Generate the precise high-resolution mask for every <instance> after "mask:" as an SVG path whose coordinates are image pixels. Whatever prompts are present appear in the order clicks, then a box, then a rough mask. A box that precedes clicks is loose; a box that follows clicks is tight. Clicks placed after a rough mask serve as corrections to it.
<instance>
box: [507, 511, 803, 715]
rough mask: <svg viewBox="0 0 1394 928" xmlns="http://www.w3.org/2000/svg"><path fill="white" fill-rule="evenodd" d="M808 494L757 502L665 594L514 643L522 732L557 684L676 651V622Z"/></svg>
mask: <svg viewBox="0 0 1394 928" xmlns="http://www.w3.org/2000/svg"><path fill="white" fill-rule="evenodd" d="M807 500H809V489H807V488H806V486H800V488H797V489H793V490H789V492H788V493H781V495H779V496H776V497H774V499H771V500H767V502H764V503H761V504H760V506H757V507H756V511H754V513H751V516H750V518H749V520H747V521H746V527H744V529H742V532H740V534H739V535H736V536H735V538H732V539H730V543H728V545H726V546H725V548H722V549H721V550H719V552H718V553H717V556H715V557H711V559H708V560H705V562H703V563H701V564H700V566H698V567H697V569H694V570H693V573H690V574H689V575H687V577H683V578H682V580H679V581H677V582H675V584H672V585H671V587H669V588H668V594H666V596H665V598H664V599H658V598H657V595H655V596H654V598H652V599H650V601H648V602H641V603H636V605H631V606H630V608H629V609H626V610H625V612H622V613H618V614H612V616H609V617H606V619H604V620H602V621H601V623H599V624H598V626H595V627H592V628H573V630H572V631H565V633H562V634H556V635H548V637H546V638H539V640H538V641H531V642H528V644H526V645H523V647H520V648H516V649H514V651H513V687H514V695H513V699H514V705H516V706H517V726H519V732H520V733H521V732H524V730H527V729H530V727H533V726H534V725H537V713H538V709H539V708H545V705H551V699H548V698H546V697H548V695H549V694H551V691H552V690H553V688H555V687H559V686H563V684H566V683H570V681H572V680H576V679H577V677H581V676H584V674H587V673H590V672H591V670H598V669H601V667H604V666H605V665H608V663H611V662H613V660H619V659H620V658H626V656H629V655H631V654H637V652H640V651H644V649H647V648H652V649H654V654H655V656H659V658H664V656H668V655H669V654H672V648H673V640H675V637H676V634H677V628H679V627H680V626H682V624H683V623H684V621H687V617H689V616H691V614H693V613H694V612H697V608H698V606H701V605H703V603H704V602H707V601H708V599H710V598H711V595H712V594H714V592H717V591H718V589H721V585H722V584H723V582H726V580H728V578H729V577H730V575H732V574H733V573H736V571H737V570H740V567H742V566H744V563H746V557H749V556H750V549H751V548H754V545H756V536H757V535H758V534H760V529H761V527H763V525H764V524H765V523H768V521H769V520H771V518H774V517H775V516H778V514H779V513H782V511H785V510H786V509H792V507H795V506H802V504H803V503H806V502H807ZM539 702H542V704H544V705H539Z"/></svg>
........
→ Problem to work on
Give an exact transcription of the data shown above.

→ Written response
Generate the precise high-resolution mask for every <instance> after "mask:" as an SVG path whose coordinates are image pixels. Whatever prompts are present appear in the order clicks, then a box, then a rough mask. A box that precedes clicks is loose; a box that follows clicks is tight. Clicks placed after a rough mask serve as corrections to it.
<instance>
box: [507, 511, 803, 715]
rough mask: <svg viewBox="0 0 1394 928" xmlns="http://www.w3.org/2000/svg"><path fill="white" fill-rule="evenodd" d="M808 494L757 502L665 594L514 643L522 732L557 684L676 651V622Z"/></svg>
mask: <svg viewBox="0 0 1394 928" xmlns="http://www.w3.org/2000/svg"><path fill="white" fill-rule="evenodd" d="M807 500H809V489H807V488H806V486H800V488H797V489H793V490H789V492H788V493H781V495H779V496H776V497H774V499H771V500H767V502H764V503H761V504H760V506H757V507H756V511H754V513H751V516H750V518H749V520H747V521H746V527H744V529H742V532H740V534H739V535H736V536H735V538H732V539H730V543H728V545H726V546H725V548H722V549H721V550H719V552H718V553H717V556H715V557H711V559H708V560H705V562H703V563H701V564H700V566H698V567H697V569H694V570H693V573H690V574H689V575H687V577H683V578H682V580H679V581H677V582H675V584H672V585H671V587H669V588H668V594H666V596H665V598H664V599H658V598H657V595H655V596H654V598H652V599H650V601H648V602H641V603H636V605H631V606H630V608H629V609H626V610H625V612H622V613H618V614H612V616H609V617H606V619H604V620H602V621H601V623H599V624H598V626H595V627H592V628H573V630H572V631H565V633H562V634H556V635H548V637H546V638H539V640H538V641H531V642H528V644H526V645H523V647H520V648H516V649H514V651H513V687H514V695H513V699H514V705H516V706H517V726H519V732H520V733H521V732H524V730H527V729H530V727H533V726H534V725H537V713H538V709H539V708H545V705H551V699H548V698H546V697H548V695H549V694H551V691H552V690H553V688H555V687H559V686H563V684H566V683H570V681H572V680H576V679H577V677H581V676H584V674H587V673H590V672H591V670H598V669H601V667H604V666H605V665H608V663H611V662H613V660H619V659H620V658H626V656H629V655H631V654H637V652H640V651H644V649H647V648H652V649H654V654H655V656H659V658H664V656H668V655H669V654H672V648H673V640H675V637H676V634H677V628H679V627H680V626H682V624H683V623H684V621H687V617H689V616H691V614H693V613H694V612H697V608H698V606H701V605H703V603H704V602H707V601H708V599H710V598H711V595H712V594H714V592H717V591H718V589H721V585H722V584H723V582H726V580H728V578H729V577H730V575H732V574H733V573H736V571H737V570H740V567H742V566H744V563H746V557H749V556H750V549H751V548H754V545H756V536H757V535H758V534H760V529H761V527H763V525H764V524H765V523H768V521H769V520H771V518H774V517H775V516H778V514H779V513H782V511H785V510H786V509H792V507H795V506H802V504H803V503H806V502H807ZM539 702H542V704H544V705H539Z"/></svg>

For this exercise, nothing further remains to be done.